**SOURCE**:
════
But as the evening evolves and Fela’s outrage grows at the atrocities, his broad smile is replaced by a smoldering glare. He seeks a sign that his dead mother gives her blessing for Fela to leave the country and the cause. In a flabbergasting coup of stylized stagecraft, Fela journeys into the land of the dead to consult his mother. This pull-out-all-the-stops hallucinogenic fever dream culminates in his mother instilling in Fela the will to continue their work as she sings a heart-stopping aria.

The shining soul of the show is Osakalumi’s central portrait of a charismatic artist who merged his music with political activism. But the two real stars of the show are the source music (mostly by Fela, orchestrated/arranged by Aaron Johnson) and avant-garde directorial vision of Bill T. Jones who won the 2010 Tony Award for his kinetic choreography.

The music blends disparate elements such as djembe drums from the villages, horn sections straight out of Motown, Cuban conga drums, funkadelic bass and gleefully impudent anti-social lyrics which range from poetic metaphor to scatological jibes. Through it all runs pulsating sexuality. Two of Fela’s international renowned numbers, “Zombie” and Originality/Yellow Fever” are offered here with long, almost hypnotic licks.

In a perfect synergy with the sound, Jones has created a dance vocabulary from a dozen disciplines as eclectic as the music. His lithe and muscular corps swivels their hips, pop their shoulders and stoop/strut like kings of the barnyard. Jones imagines human beings can throw themselves into the air and while aloft pivot their bodies at the waist with their limbs flying in different directions like the tendrils of a jellyfish.

The tall and slender Osakalumi (who relieved the show’s original star in Broadway) exudes an engaging jocular persona even as he is describing the oppression in his country. He has no trouble seducing an uptight audience into participating in call-and-response chants, standing and even swaying to the music. It’s exhausting just watching him, which is why the role is sometimes filled by Duain Richmond.

Yet the most memorable performance comes from a veteran of the British production, Melanie Marshall, as the formidable spirit of Fela’s mother. In the first act, she mostly sings from a second-story catwalk lit from behind, with her mellow sweet voice somehow disconnected from a person. But when Fela journeys to the afterlife to ask her blessing on his retreat, Marshall sits atop a tall metal staircase, cradling Fela’s head against her knees, and issuing forth music that rivals the bright white light she is bathed in. The song “Rain” – one of the few in the show not by Fela –exhorts Fela to persevere despite her death. The way she caresses the words, the way her voice soars in and around the melody scores as one of the most affecting moments in any Broadway Across America tour entry in either Miami or Broward in a few years. She was miked and her voice was pumped out of speakers at a decibel level that likely could be heard on South Beach. But the purity of her sound, her range, her agility, was the equal of anything I heard on the same stage by the Florida Grand Opera this season.
════
**RECORDED DATA**:

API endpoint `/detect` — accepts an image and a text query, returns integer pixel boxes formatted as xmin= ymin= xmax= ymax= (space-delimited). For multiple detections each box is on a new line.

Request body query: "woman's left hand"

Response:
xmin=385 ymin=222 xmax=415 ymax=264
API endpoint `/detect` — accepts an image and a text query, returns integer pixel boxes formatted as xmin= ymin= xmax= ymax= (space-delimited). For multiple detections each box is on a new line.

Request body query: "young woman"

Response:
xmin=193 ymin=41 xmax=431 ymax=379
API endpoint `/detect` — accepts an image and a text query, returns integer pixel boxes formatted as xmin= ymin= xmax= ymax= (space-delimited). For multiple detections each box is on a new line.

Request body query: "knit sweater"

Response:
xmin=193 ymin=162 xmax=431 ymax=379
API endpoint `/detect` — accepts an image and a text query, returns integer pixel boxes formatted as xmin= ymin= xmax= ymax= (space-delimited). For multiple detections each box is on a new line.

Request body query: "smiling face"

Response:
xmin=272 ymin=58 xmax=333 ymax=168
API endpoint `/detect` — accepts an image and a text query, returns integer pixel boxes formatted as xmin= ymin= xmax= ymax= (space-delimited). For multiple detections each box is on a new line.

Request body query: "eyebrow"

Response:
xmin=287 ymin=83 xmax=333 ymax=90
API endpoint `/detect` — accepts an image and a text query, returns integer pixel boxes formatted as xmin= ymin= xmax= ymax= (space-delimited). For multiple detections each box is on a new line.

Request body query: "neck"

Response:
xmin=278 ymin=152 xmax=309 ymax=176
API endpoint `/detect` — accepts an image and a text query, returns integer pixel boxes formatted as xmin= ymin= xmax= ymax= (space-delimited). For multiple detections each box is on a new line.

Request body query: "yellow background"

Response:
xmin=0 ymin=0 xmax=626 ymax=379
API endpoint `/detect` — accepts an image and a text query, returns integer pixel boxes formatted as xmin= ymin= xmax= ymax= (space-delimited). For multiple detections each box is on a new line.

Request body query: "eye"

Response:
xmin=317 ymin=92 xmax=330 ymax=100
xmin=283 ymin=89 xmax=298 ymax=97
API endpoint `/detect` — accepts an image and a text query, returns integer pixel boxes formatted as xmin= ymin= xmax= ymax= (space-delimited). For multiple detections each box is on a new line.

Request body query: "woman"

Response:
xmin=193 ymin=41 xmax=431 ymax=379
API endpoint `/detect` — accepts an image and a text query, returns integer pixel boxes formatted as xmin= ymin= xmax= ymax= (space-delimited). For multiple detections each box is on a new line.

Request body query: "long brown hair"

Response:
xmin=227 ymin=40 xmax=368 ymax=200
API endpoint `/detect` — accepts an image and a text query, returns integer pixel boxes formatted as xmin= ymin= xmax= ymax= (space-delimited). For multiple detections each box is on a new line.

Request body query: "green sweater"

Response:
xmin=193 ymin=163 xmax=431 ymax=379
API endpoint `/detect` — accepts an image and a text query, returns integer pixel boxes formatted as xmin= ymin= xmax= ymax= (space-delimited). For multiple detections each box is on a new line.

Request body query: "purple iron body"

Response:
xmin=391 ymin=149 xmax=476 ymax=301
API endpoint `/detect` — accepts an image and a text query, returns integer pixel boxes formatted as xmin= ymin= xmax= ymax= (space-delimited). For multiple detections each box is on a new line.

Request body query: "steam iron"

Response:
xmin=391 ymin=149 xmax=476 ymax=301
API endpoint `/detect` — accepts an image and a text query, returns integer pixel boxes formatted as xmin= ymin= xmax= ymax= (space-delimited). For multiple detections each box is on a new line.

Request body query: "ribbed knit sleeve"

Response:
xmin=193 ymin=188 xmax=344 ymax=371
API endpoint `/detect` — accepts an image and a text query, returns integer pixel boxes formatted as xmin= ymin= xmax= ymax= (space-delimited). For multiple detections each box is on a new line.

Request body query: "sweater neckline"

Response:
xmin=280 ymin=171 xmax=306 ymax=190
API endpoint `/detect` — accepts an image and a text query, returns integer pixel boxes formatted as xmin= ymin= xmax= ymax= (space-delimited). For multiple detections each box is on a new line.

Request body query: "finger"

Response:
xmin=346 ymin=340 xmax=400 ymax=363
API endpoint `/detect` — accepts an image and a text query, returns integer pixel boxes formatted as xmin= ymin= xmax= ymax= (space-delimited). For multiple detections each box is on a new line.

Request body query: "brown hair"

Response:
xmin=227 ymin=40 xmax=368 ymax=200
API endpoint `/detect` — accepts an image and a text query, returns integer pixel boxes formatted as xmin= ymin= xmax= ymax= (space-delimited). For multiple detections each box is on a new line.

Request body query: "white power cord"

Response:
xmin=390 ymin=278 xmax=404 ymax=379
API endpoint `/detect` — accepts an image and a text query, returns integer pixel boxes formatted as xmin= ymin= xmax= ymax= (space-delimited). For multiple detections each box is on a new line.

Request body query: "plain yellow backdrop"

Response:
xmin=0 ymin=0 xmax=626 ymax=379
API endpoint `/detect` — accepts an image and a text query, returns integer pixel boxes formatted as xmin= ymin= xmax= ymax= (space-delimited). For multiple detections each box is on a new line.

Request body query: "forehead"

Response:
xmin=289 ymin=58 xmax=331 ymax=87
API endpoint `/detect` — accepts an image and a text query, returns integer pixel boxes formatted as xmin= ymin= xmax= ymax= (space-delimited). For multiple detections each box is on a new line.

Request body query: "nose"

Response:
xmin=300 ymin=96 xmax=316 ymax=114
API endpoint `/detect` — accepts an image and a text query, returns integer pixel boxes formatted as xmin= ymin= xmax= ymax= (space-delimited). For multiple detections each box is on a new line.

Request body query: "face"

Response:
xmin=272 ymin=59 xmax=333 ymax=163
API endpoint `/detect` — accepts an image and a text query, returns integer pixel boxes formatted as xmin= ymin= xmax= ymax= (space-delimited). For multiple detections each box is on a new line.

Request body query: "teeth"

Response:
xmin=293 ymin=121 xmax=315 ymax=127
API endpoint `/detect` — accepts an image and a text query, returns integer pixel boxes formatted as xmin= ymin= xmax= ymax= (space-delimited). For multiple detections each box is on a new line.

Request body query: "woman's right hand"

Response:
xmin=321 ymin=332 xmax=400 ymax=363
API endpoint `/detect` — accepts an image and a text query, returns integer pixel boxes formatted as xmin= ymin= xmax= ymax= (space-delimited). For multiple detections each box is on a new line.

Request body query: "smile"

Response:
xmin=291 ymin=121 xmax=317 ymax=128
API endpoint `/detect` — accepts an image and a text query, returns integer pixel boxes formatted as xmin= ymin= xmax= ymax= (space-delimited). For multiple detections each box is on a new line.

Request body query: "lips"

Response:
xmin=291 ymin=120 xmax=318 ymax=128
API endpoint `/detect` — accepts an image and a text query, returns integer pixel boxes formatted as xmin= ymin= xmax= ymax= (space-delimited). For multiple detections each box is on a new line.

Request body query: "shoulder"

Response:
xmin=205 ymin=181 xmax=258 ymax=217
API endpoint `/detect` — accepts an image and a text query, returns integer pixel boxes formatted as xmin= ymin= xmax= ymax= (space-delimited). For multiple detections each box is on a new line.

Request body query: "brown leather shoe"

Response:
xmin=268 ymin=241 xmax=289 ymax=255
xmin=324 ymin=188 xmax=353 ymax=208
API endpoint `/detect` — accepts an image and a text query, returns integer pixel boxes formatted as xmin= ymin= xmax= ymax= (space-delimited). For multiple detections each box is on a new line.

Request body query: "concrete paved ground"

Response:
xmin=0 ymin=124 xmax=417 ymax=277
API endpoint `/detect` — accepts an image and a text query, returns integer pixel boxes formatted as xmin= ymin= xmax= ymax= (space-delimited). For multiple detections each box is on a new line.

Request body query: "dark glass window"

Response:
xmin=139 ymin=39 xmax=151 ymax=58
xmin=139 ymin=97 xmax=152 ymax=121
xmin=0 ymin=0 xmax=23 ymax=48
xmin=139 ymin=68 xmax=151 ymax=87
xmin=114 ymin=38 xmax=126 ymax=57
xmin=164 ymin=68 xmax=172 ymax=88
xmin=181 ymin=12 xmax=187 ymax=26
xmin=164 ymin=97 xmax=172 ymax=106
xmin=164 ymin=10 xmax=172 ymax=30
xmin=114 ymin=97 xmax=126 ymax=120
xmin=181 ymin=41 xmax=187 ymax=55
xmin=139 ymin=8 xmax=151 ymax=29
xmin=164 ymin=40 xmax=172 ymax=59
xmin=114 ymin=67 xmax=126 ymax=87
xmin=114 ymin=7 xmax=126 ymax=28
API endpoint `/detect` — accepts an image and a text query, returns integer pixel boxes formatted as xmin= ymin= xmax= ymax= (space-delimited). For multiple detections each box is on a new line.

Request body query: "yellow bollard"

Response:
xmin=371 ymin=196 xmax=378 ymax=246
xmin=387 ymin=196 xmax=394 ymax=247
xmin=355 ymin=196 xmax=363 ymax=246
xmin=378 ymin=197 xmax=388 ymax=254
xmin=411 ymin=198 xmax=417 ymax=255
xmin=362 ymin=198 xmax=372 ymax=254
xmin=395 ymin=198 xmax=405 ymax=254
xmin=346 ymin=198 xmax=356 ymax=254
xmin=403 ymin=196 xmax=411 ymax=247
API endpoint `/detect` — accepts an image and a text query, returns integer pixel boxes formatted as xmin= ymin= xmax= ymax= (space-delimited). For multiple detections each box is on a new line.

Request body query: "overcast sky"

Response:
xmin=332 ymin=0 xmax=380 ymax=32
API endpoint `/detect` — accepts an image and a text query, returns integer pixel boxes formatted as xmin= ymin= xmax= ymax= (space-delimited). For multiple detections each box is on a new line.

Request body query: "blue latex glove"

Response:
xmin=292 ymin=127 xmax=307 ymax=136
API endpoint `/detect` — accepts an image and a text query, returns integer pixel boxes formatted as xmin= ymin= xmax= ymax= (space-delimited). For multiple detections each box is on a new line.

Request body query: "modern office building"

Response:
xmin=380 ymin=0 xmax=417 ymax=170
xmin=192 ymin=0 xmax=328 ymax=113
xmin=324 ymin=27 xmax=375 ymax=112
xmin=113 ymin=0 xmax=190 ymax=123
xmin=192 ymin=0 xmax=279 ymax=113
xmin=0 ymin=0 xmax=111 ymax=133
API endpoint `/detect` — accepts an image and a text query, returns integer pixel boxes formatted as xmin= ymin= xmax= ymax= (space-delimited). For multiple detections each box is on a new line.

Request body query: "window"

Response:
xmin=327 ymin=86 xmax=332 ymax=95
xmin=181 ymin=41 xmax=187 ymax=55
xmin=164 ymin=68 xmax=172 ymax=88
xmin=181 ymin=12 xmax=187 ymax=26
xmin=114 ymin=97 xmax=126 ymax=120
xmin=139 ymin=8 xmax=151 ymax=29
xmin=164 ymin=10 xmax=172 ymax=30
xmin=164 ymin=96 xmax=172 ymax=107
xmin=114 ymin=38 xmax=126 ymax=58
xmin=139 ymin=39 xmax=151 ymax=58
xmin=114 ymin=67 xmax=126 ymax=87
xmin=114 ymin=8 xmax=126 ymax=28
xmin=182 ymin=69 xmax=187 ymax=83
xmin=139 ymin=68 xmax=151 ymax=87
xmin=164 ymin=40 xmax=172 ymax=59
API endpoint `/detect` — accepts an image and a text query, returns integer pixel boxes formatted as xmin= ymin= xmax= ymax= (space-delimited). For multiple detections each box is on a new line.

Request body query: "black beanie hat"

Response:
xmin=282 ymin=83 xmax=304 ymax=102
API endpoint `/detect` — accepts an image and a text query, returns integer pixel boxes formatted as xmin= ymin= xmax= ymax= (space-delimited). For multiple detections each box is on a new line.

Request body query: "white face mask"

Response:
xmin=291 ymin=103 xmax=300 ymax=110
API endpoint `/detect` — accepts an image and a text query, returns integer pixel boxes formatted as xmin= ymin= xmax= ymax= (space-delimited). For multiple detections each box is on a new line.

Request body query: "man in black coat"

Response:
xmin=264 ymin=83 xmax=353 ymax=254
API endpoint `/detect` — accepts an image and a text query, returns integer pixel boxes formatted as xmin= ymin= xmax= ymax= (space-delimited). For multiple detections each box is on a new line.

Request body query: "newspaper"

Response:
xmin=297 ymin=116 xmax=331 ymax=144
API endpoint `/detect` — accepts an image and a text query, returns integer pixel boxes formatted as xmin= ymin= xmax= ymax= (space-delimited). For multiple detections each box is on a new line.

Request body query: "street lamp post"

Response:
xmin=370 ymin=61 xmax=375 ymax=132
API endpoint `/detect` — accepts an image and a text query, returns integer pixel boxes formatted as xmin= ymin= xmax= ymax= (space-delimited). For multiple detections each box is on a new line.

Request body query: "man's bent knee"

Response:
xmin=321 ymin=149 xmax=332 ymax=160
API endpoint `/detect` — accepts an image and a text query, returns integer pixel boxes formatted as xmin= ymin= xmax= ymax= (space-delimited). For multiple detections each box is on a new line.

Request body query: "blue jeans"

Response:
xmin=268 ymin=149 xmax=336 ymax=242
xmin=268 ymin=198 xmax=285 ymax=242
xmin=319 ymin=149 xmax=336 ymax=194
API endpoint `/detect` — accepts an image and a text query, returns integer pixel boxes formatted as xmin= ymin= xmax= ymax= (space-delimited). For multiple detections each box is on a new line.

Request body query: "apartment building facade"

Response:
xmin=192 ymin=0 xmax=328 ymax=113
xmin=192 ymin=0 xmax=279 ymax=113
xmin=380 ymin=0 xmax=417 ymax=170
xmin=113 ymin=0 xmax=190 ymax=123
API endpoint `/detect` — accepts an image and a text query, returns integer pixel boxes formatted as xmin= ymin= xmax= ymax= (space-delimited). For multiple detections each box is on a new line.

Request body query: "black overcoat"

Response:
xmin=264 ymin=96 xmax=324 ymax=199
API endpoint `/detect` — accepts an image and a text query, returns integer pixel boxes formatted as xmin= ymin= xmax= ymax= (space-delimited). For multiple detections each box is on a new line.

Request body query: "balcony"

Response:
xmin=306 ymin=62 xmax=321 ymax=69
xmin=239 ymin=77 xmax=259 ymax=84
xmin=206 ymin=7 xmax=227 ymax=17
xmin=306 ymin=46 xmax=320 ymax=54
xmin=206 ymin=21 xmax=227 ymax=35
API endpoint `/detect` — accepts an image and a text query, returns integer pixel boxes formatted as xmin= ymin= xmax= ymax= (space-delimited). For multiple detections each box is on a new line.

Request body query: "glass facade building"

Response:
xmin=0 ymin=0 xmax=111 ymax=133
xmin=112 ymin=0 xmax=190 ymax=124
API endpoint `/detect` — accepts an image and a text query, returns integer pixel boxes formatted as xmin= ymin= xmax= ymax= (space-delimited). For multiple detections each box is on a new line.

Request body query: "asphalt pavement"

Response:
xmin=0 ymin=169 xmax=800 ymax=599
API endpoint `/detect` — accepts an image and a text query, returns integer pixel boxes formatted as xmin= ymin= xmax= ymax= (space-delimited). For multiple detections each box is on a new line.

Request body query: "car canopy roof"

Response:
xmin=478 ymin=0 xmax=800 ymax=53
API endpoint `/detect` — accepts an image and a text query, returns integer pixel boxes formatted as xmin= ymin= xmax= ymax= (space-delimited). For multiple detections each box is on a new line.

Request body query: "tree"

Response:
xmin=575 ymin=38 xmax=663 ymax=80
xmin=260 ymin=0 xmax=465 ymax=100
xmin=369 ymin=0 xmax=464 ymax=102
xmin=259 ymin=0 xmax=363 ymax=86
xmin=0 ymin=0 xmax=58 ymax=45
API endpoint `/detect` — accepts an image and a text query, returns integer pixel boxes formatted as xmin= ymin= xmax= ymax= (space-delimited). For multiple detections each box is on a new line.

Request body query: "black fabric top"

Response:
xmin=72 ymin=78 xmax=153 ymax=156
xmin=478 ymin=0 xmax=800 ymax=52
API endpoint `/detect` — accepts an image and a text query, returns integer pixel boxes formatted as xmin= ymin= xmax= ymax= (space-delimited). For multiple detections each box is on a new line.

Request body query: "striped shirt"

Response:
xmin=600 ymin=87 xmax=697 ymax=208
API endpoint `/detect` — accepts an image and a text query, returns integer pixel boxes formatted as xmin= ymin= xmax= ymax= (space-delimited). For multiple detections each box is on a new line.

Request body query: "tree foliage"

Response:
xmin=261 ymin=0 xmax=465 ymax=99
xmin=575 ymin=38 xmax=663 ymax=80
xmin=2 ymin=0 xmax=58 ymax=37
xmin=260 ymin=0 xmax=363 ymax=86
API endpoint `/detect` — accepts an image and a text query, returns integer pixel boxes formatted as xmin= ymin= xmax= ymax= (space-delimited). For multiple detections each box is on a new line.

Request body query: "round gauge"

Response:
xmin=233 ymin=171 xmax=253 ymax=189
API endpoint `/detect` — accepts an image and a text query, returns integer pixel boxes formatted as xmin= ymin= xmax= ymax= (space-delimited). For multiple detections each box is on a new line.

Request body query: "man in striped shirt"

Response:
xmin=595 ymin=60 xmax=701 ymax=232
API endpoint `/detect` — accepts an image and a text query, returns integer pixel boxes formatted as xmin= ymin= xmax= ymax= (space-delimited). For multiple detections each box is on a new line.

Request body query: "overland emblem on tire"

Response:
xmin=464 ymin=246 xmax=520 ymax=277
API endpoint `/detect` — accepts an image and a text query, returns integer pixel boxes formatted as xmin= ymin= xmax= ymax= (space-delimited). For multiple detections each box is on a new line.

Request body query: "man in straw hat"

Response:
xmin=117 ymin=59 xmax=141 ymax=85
════
**DESCRIPTION OF THE TASK**: Copy the theater review from "The music blends" up to and including "of a jellyfish.", replacing "barnyard" with "farmyard".

**THE REPLY**:
The music blends disparate elements such as djembe drums from the villages, horn sections straight out of Motown, Cuban conga drums, funkadelic bass and gleefully impudent anti-social lyrics which range from poetic metaphor to scatological jibes. Through it all runs pulsating sexuality. Two of Fela’s international renowned numbers, “Zombie” and Originality/Yellow Fever” are offered here with long, almost hypnotic licks.

In a perfect synergy with the sound, Jones has created a dance vocabulary from a dozen disciplines as eclectic as the music. His lithe and muscular corps swivels their hips, pop their shoulders and stoop/strut like kings of the farmyard. Jones imagines human beings can throw themselves into the air and while aloft pivot their bodies at the waist with their limbs flying in different directions like the tendrils of a jellyfish.